__Set problem__: Retype the data that follows line by line, exactly, and leave its pictures out.

[Position identification records]
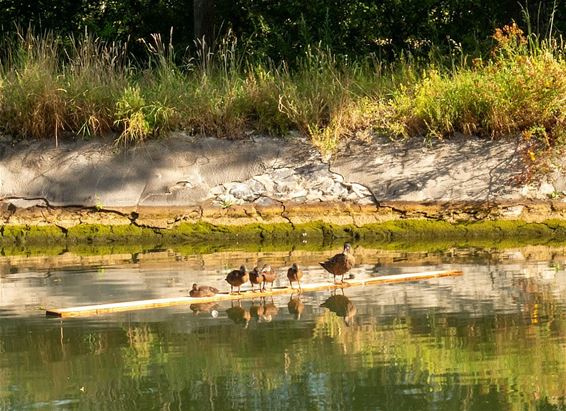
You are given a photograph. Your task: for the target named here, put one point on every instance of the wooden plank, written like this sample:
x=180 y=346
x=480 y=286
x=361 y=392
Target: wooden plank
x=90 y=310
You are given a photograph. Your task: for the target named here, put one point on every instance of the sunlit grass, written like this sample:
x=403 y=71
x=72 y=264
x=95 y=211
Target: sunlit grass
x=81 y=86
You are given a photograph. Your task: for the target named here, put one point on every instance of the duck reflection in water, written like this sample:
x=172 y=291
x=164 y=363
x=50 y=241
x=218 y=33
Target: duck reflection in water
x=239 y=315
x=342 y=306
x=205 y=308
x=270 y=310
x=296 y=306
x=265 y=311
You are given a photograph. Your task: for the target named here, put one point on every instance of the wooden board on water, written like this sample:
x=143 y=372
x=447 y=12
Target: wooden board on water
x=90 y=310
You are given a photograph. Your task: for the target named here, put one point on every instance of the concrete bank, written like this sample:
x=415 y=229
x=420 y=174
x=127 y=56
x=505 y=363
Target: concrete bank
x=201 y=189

__Output below__:
You are given a photograph. Your task: for the target named here, put one point on every instance of the wooden plank, written like this sample:
x=180 y=346
x=480 y=286
x=361 y=392
Target: wooden plank
x=90 y=310
You are given a photograph. Your task: for the target named here, put one point on every instance of the sunlit grass, written like this sample:
x=403 y=71
x=72 y=264
x=95 y=211
Target: sunlit grass
x=81 y=86
You are given a photograph. Your task: for the target named here, put one point on every instance of the duck reflection in water, written like this sample:
x=172 y=291
x=164 y=363
x=50 y=241
x=218 y=33
Target: duck reflection in water
x=239 y=315
x=342 y=306
x=205 y=308
x=270 y=310
x=296 y=306
x=265 y=311
You are given a photograph. Your task: for the target named here, put one point on every instance of the wooden board on water, written like this sample:
x=143 y=372
x=447 y=12
Target: wooden board on water
x=90 y=310
You are given a photograph. Your task: for the target named here, put one point on every instance of the concrete bank, written like this sample:
x=415 y=229
x=420 y=174
x=127 y=56
x=505 y=363
Target: concrete bank
x=201 y=189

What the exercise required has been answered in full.